Given text:
^^^^^^^^
How to configure Spectrum so that 'Unresolved Faults' generate on a device rather than the Fault Isolation Application Model
book
Article ID: 187467
calendar_today
Updated On:
Products
CA Spectrum
Issue/Introduction
When all devices in a Fault Domain become unreachable the SpectroSERVER will generate an Unresolved Fault as it is unable to pinpoint the exact cause of the outage.
A 'Fault Domain' is a Group of connected devices. In an ideal world, all your devices would be modeled in the topology showing every connection along the way. In most cases, due to circumstances beyond our control (devices connected through MPLS, another provider
for which we do not have access to discover) we end up with pockets of connected devices.
example: These 4 devices form a fault domain
When this group of connected devices goes down and they are all unreachable the SpectroSERVER is unable to pinpoint an exact cause.
It could be the Sim35942 that went down or an unmodeled device in the cloud that went down. When this happens the devices are all suppressed and a Critical Unresolved Fault alarm is generated which lists the devices in the fault domain.
^^^^^^^^
Data supplied:

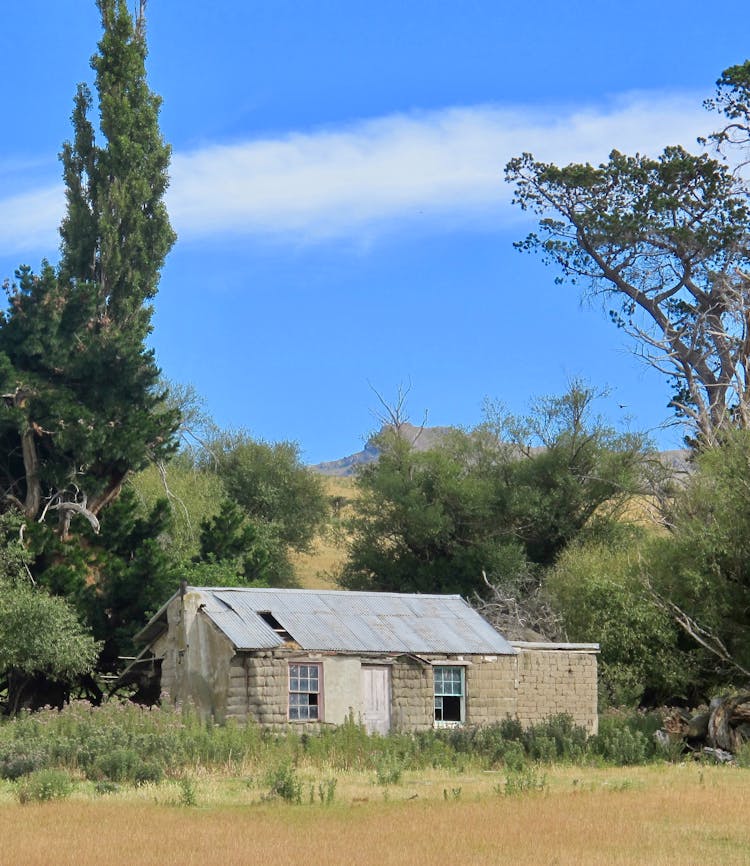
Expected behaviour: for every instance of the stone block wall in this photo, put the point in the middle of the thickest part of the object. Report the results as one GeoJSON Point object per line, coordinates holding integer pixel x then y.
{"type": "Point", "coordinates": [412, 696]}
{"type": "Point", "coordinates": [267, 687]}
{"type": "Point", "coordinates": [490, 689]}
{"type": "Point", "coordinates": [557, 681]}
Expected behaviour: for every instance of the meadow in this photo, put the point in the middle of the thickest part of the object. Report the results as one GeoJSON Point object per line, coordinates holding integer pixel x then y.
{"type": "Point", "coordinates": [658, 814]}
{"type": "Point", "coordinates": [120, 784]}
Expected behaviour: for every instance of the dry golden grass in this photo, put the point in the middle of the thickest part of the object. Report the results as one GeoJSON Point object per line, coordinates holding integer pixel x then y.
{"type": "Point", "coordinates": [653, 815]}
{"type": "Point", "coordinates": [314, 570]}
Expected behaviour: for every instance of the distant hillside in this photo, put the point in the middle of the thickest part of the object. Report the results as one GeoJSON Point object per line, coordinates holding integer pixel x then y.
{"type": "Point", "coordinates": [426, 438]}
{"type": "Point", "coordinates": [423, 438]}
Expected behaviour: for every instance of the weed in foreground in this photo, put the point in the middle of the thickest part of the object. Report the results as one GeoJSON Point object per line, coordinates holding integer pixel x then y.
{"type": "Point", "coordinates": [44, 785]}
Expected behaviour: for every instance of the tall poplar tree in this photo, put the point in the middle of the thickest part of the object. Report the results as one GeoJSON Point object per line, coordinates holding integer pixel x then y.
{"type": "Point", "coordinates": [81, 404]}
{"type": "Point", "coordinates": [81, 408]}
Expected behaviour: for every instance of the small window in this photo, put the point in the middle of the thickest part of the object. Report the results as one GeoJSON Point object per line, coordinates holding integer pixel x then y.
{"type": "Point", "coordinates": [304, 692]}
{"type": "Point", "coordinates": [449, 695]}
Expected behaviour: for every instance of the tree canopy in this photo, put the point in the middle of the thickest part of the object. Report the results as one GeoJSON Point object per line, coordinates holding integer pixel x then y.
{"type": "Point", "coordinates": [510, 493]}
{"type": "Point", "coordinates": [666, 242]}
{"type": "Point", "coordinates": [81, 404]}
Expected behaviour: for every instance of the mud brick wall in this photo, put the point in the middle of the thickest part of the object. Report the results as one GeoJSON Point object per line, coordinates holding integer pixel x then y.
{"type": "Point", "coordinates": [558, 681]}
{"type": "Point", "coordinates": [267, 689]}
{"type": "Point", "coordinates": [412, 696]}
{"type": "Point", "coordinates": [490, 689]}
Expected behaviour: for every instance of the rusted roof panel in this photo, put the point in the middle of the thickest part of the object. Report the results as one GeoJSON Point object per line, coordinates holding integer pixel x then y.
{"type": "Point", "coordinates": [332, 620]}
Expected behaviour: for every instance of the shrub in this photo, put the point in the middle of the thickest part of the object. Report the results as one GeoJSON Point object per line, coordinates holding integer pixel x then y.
^^^^^^^^
Given task 1: Render this sentence from the Spectrum article in Spanish: "When this group of connected devices goes down and they are all unreachable the SpectroSERVER is unable to pinpoint an exact cause."
Given task 2: Gather every line of the entries that contains the word "wall".
The entries are unrelated to the Spectrum article.

Task solution 1: Cuando este grupo de dispositivos conectados se cae y todos quedan inaccesibles, el SpectroSERVER no puede determinar una causa exacta.

Task solution 2:
Expected behaviour: for every instance of the stone block wall in this photo, put the point in the middle of the thickest part of the object. Report the results as one GeoJSON Point object per line, coordinates holding integer pixel x then y.
Expected behaviour: for every instance of the mud brick wall in this photo, put the point in the middle of the thickest part of the object. Report the results as one GeoJSON Point object per line, coordinates holding integer pixel x then y.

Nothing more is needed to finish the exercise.